SUPPLIED MATERIAL —
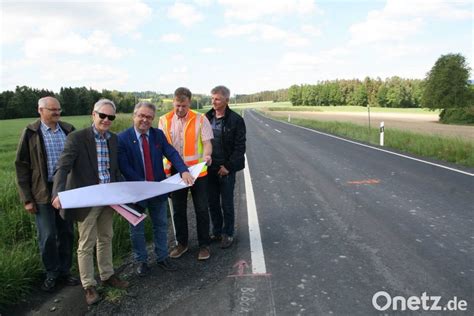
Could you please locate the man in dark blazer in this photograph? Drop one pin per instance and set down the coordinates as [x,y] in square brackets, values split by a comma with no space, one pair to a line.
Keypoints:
[141,152]
[90,157]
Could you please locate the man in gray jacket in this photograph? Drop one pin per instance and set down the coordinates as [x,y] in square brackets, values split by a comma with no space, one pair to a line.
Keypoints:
[39,149]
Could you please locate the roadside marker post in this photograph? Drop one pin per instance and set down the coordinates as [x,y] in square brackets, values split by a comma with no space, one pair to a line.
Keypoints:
[382,130]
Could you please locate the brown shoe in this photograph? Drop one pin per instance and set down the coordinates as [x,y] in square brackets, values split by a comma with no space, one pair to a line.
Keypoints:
[114,281]
[204,253]
[178,251]
[92,296]
[226,241]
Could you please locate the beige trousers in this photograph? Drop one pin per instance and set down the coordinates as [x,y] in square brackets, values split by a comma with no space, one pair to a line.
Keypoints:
[95,230]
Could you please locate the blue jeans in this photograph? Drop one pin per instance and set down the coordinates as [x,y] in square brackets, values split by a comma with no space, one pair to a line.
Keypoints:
[157,210]
[55,238]
[221,202]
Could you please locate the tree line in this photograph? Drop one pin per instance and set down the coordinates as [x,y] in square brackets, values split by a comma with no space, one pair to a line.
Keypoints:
[446,87]
[394,92]
[23,102]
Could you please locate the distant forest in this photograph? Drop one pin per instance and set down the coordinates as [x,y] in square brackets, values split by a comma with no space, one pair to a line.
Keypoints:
[393,92]
[23,102]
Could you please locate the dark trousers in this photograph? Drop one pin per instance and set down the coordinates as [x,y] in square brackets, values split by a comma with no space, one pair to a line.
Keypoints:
[180,204]
[55,238]
[221,202]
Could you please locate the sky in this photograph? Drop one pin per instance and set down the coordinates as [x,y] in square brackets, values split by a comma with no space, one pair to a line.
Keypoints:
[247,45]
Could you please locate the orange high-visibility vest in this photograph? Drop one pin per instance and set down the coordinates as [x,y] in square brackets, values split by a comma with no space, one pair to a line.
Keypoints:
[193,148]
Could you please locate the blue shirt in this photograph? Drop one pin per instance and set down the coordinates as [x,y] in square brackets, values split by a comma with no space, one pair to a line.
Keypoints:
[103,160]
[54,145]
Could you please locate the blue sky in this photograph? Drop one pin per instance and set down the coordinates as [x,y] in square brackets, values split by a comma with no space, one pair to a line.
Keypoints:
[248,45]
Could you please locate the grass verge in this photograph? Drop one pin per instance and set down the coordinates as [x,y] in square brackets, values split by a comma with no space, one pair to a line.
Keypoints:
[448,149]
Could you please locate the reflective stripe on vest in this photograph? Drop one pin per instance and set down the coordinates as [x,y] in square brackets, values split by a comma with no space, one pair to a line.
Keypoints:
[192,145]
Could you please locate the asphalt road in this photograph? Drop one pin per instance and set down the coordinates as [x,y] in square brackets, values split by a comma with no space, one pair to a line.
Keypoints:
[339,222]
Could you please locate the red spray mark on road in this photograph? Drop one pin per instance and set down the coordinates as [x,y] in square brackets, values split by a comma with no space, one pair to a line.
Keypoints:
[368,181]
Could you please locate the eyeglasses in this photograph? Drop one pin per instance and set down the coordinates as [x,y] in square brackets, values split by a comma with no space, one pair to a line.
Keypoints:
[103,116]
[54,110]
[143,116]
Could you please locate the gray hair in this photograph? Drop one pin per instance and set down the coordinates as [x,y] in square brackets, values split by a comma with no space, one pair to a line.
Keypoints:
[43,102]
[99,104]
[223,90]
[146,104]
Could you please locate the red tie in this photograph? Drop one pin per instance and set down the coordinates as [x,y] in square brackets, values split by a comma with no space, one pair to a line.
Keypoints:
[147,157]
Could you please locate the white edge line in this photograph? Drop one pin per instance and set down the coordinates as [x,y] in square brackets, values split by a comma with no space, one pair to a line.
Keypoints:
[256,248]
[379,149]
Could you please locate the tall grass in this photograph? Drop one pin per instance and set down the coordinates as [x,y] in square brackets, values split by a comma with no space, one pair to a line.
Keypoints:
[448,149]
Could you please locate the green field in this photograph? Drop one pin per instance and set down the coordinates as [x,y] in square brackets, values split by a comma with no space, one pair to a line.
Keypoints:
[286,106]
[20,266]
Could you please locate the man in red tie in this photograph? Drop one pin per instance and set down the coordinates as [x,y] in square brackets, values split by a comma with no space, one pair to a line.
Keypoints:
[141,152]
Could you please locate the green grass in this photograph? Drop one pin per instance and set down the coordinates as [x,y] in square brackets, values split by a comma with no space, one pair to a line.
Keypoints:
[448,149]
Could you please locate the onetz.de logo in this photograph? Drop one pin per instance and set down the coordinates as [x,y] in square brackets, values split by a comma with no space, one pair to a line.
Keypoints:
[383,301]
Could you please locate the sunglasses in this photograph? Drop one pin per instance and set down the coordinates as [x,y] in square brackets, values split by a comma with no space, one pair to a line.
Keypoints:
[103,116]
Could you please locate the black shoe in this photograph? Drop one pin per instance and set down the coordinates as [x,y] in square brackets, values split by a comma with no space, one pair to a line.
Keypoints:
[142,269]
[215,238]
[226,241]
[49,285]
[167,265]
[69,280]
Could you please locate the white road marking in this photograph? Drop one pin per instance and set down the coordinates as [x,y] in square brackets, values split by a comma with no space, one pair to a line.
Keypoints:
[256,248]
[379,149]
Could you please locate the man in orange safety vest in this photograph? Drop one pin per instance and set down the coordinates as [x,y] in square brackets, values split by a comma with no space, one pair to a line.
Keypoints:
[190,133]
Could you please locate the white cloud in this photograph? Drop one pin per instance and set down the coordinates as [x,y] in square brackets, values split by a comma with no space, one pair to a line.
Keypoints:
[253,10]
[24,20]
[211,50]
[307,62]
[311,30]
[203,3]
[266,32]
[55,74]
[402,19]
[171,38]
[98,43]
[185,14]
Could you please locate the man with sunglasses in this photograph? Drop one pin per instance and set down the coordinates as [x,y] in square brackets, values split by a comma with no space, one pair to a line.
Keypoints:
[141,152]
[90,157]
[39,149]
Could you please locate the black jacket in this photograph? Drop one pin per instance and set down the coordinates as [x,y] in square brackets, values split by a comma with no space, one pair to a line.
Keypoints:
[233,139]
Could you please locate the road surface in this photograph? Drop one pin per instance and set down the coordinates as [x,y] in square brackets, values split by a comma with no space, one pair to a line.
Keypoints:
[338,223]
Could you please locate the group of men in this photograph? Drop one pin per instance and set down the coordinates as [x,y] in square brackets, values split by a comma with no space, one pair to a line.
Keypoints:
[53,157]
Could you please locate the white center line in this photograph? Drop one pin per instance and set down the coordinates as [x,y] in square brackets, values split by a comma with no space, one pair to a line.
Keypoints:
[256,248]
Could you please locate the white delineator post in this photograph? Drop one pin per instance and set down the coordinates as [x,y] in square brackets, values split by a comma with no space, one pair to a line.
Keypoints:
[382,128]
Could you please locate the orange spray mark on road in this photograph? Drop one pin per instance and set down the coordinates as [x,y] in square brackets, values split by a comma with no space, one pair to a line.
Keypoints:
[368,181]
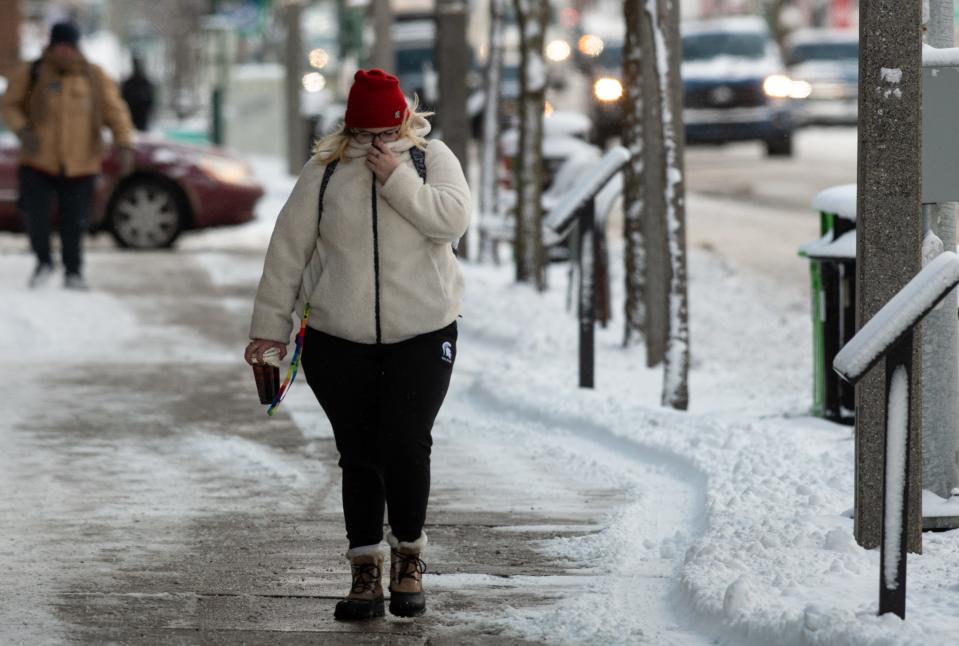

TASK BRIEF — Copy all the records word for word and keep the pictures out.

RESPONSE AREA —
Could you please locate the man in dark blazer in this photograph? Drop one pin per instance and set down the coordinates as [x,y] in square brackets, values split by a comma with no space, one pair to a line.
Keypoints:
[141,152]
[90,157]
Could you please locate the man in gray jacket in this photograph? Drop one pin per instance and set down the coordinates as [x,y] in square brackets, values split by a comma with no space, one pair to a line.
Keypoints:
[39,149]
Could you please locate the roadside marker post in this photograph? Drop one pin per instance and set down the coordinates as [x,y] in square brackets, values split by a comma with no space, one pair to a line.
Keypoints:
[382,130]
Could you please locate the brown shoe in this photograph? Drop one pin per instance and set down the coordinates as [x,y] in square brackets, values split by a comma with no space, one pair to a line.
Keypoints:
[114,281]
[204,253]
[178,251]
[92,296]
[226,241]
Could you please locate the beige trousers in this photograph? Drop one pin per instance and set down the coordinates as [x,y] in square brackets, values split by a comma with no space, one pair to a line.
Keypoints:
[95,230]
Could you please locate the blue jeans in this photograph? Drop one pin per instance and set down the coordinates as [x,y] in square brackets, values split by a comma with no space, one pair to a line.
Keypoints:
[157,210]
[55,238]
[221,202]
Could you please locate the tree line in this photograph? Drop one pin per instance and set down the coordinates as [x,y] in square brackets, values split by a comma with no space, one pair to a line.
Keypoints:
[446,87]
[394,92]
[23,102]
Could you please locate the distant forest in this photograph? Drop one pin per instance and set down the coordinates as [x,y] in square brackets, values split by a comma with no space, one pair to a line.
Keypoints:
[393,92]
[23,102]
Could you please locate the dark trousers in this photograph? Drop one pin per instance and set down the coordinates as [x,y] in square brackets, values split by a comma with no space, one pair to a line.
Keypoints:
[180,204]
[55,238]
[221,202]
Could you please locate the sky in this photograph? Drop one pin per instance and set down the coordinates as [x,y] in square brackets, values split by a comma with no space, one pair to a line.
Keypoints:
[247,45]
Could you please locate the orange high-visibility vest in this photograph? Drop one pin per instance and set down the coordinates as [x,y] in square brackets, values split by a comma with no space, one pair to a line.
Keypoints:
[193,148]
Could you please locate the blue shirt in this photograph? Drop one pin per instance and set down the coordinates as [x,y] in square brackets, values split by a comma with no space, one pair to a line.
Keypoints:
[103,160]
[54,145]
Could you please locate the blue sky in this photograph? Drop one pin per instance and set down the coordinates as [x,y] in square brackets, values split by a comma with no space, one pair to a line.
Keypoints:
[248,45]
Could you please locate the grass verge in this photograph? Drop one pin per instance and set down the coordinates as [x,y] in square brackets, values split by a comma with no space, one pair to a line.
Keypoints:
[448,149]
Could you please locate the reflective stripe on vest in this photograph? Drop one pin per instance and set down the coordinates as [x,y] in square brackets, values split by a comma with no space, one pair to a line.
Keypoints:
[192,145]
Could you please locate the asphalt road in this photograph? Drop one pin per instance and set down the coordinates as [x,y] in square brackets, values split by a comma with no space, one pair to a line.
Keypoints:
[339,222]
Could you please locate the red spray mark on road in this photograph? Drop one pin per instance and set down the coordinates as [x,y] in square brackets, values split by a comma with no space, one pair to a line.
Keypoints:
[368,181]
Could you please locate the eyeglasses in this photograph? Drop one pin per instance and set down the coordinates as [x,y] in square brackets, values split by a comma with no space, one pair to a line.
Keypoints:
[103,116]
[54,110]
[143,116]
Could you please locate the gray hair in this photograph? Drop one pin per instance and set down the coordinates as [x,y] in square brackets, values split by a comma with no space, one pair to a line.
Keypoints:
[43,102]
[99,104]
[223,90]
[146,104]
Could you please locate the red tie in this photograph? Drop one pin per instance and set down the coordinates as [x,y] in square brackets, values split by a comma with no space, one pair to a line.
Keypoints:
[147,157]
Could you please locate the white edge line in this photograph? Drop one pin per instance and set down the coordinates as [x,y] in square brackets, values split by a comma with no space, one pair to a line.
Keypoints:
[256,248]
[379,149]
Could you please locate the tall grass in this photograph? Drop one pin per instance and set down the coordinates as [x,y] in square brackets, values split by a comma with no space, one pair to a line.
Keypoints:
[448,149]
Could you please locate the green field in this photograph? Drop one pin per instance and set down the coordinates as [x,y] in square brackets, values split by a comma with no space, one pair to a line.
Keypoints:
[286,106]
[20,266]
Could you please locate the man in red tie in this photograph? Drop one pin per instance and set down the coordinates as [x,y] in square brackets, values split by a comma with no space, one pair to a line.
Keypoints:
[141,152]
Could you please locate the green grass in this photograph? Drop one pin per instance and set down the coordinates as [x,y] in square brackets, values split by a comma with no space, one pair to a line.
Keypoints:
[448,149]
Could you please locate the onetz.de logo in this photograph? Drop one pin per instance and set down the coordinates as [x,y] in square brackets, values split by a comma with no space, one pair to a line.
Keypoints:
[383,301]
Could you please locate the sunglasses in this photograph? Drop one pin per instance and set down the coordinates as [x,y] in square brackets, values split by a comma with no space, one pair to a line.
Keypoints:
[103,116]
Could you please locate the black shoe in this photograph? Drop one pin per instance and set down the coordinates as [x,y] in square brackets, values split by a comma with no space, one pair to a line.
Keypoints:
[142,269]
[215,238]
[226,241]
[49,285]
[167,265]
[69,280]
Could you please locate the white road marking in this photograph? Drop one pin per instance and set down the coordinates as [x,y] in square brackets, values split by a comma with no space, one pair to a line.
Keypoints:
[256,248]
[379,149]
Could you please locate the man in orange safety vest in this photograph? Drop one pin per instance and set down the coordinates as [x,y] in square brackets, values split by a comma with no space, one pair to a line.
Keypoints:
[190,133]
Could you please locate the white cloud in this photograph? Drop one pin per instance and set down the coordinates as [x,y] in square brackets, values split by a comma with no space, one pair to a line.
Keypoints:
[253,10]
[24,20]
[211,50]
[307,62]
[311,30]
[203,3]
[266,32]
[55,74]
[402,19]
[171,38]
[98,43]
[185,14]
Could you please locate the man with sunglasses in this photograph? Drop one pin per instance and set down the coordinates as [x,y] in square brackets, values split by a comma with no space, one pair to a line.
Keypoints:
[141,152]
[90,157]
[39,149]
Could you please locate the black jacket in this photograph? Drop one pin per instance and set down the coordinates as [x,y] in square brackets, values split by a comma with no space, one pair to a line.
Keypoints:
[233,139]
Could you please locate the road surface in this photograph? Drop one pin per instance and set down the coordinates as [x,y] in square brackets, values split by a comma with no space, one pair to a line.
Keypoints:
[338,223]
Could you please locate the group of men in this photograph? Drop one pin per instance and set down the coordinates as [x,y] in square brackets, values split by a comma with no space, one pair to a line.
Keypoints:
[53,157]
Could you please locate the white center line in this photograph? Drop one pin per instance and set down the coordinates as [x,y] in square brackets, values split by a comma with no space, one pair to a line.
Keypoints:
[256,248]
Could you please locate the white delineator post in this photograph? Drop one pin per instance and set down the coordinates as [x,y] in square brackets, values split by a comma with no space, one pair to a line.
Keypoints:
[382,128]
Could you please locate the orange spray mark on road in this photograph? Drop one pin per instance and set down the coordinates as [x,y] in square brackets, values split by a comma with no space, one pair to a line.
Keypoints:
[368,181]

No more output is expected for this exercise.